__読解文__:
··········

経営者にとって最も大切な事は、
社員一人一人に対して全幅の信頼を持つことだと、憲雄氏は言っていた。
できる人も、できない人も、全員で会社を作る、と言うのは、
人道主義でも、理想主義でも、綺麗事でもありませんよ。
脳の事を熟知すればするほど、
極めて現実的な事であり、
そこにこそ生産性がある事を、
知っているからです。
人間は自分の脳の中の能力を自覚できません。
また自分の脳の可能性についても
自覚できません。
つまり、人間は自分の脳の中にどれほど素晴らしい原資があるか、
自覚できないのです。
しかし、それは、自分以外の人間との関係性や、
その人間が遭遇する出来事などによって、
少しづつ引き出され、
外在化(現実化)されます。
いつも憲雄氏が言っていた、セレンディピティもそうですね。
偶然に出会った人によって、今までなかった能力がひきだされます。
また、ある目的を持った考察や行動をした時や、
更には、ある危機に遭遇した時など、
つまり、端的に言うと、関係性や
なんらかの契機によって、
今まで脳の中で内在化していた能力が、表出してくるのです。
そしてそれは時に、
思いもよらない可能性や奇跡が生まれていくのです。
そしてそれは
誰がいつ、そういう奇跡を起こすか、分からないという契機を孕んでいる。

··········

__生データ__:
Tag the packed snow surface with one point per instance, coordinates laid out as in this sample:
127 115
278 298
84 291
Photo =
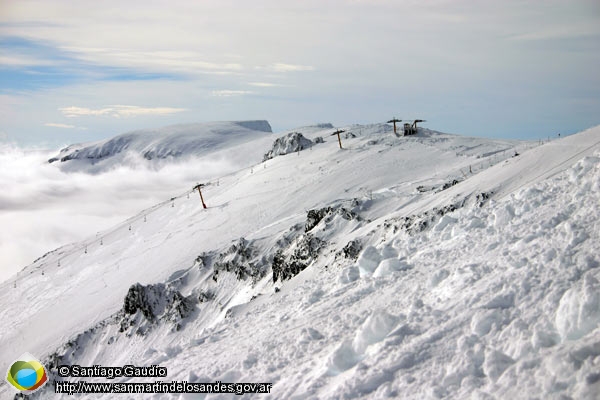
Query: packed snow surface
431 266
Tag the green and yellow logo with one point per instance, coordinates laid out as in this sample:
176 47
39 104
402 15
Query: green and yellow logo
27 374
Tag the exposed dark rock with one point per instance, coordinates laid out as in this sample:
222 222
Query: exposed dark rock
315 216
303 254
352 249
289 143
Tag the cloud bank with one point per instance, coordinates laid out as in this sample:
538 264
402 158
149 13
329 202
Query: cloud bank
118 111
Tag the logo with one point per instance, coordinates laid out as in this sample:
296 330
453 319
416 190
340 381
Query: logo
27 374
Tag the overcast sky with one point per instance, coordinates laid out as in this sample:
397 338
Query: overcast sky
73 71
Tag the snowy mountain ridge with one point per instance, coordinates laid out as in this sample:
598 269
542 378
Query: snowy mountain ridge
171 142
422 267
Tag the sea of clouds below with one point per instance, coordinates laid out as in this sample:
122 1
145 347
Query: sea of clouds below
43 207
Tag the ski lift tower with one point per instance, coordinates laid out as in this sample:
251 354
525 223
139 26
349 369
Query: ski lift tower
197 187
411 129
394 122
338 133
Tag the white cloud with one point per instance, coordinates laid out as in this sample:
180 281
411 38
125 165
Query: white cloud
45 207
230 93
55 125
567 32
118 111
264 84
281 67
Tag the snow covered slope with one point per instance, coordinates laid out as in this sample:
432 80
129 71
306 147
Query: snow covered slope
428 266
177 141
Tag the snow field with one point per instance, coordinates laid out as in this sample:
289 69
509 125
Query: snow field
496 301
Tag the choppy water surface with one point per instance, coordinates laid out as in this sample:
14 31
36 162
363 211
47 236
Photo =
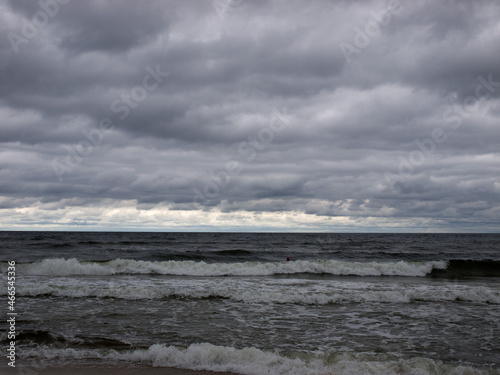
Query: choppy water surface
344 304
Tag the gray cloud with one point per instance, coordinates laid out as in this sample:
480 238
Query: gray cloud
403 136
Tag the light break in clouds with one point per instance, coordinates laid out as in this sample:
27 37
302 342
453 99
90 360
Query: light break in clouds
250 115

··········

__取り組む課題__:
1. 脳と経営の文章について、次の問いに答えてください。
(a) 経営者にとって最も大切な事は何だと、憲雄氏は言っていましたか？
(b) 偶然に出会った人によって、何が引き出されますか？
(c) 内在化していた能力が表出する場面として、「関係性」以外にどんな時が挙げられていますか？
2. 脳と経営の文章にある「偶然に出会った人によって、今までなかった能力がひきだされます。」を英語に訳すとどうなりますか？
3. 脳と経営の文章を、最後の文の後から書き継いでください。
生データの資料は、脳と経営の文章とは切り離された別の資料です。

__解答__:
1.
(a) 社員一人一人に対して全幅の信頼を持つこと。
(b) 今までなかった能力。
(c) ある目的を持った考察や行動をした時や、ある危機に遭遇した時。

2. Abilities that were not there before are drawn out by the people we happen to meet by chance.

3.
だから、会社で言うと、数字や利益や生産性などで社員を優遇して
限定すればするほど、それはだんだん資源が尽きて、貧しいものになってしまうのです。
逆に、さまざまな多様な人々が関わって作り出すフィールドこそ、
宝の山であり、
経営者が保証すべきなのです。
つまり、インドラ(帝釈天)のネットは、
夢物語でも、ユートピアでも、ないのです。
それは、脳の機能の帰結として、
現象化(現実化)するという事です。
経営者の包容力が大きければおおきいほど、或いは、
人間に対する信頼が深ければ深いほど、
それに比例して、フィールドは、豊穣になり、多様性が保証され
生産性も、或いは、斬新な製品力も、生まれるって事です。
そう言う脳が持つ奇跡な脳の帰結を分かっていない経営者は、
目先の利益率や生産性や数字や効率で、人間を限定していきます。
しかし、それは所詮先細りになるしかありません。
憲雄氏の意図はまさにそこにあったと、そばで見ていた私は思います。
次回は、なぜ彼が「真艫」ということにこだわり、それを打ち出したかについて、
私なりに理解している事を書きます。
本当は、本人に確かめる事ができれば良いのですが、
今となっては、悔しいけど、できません。
ただ、彼も私も、その一点だけは譲れない、という一点があります。
その一点を、書きます。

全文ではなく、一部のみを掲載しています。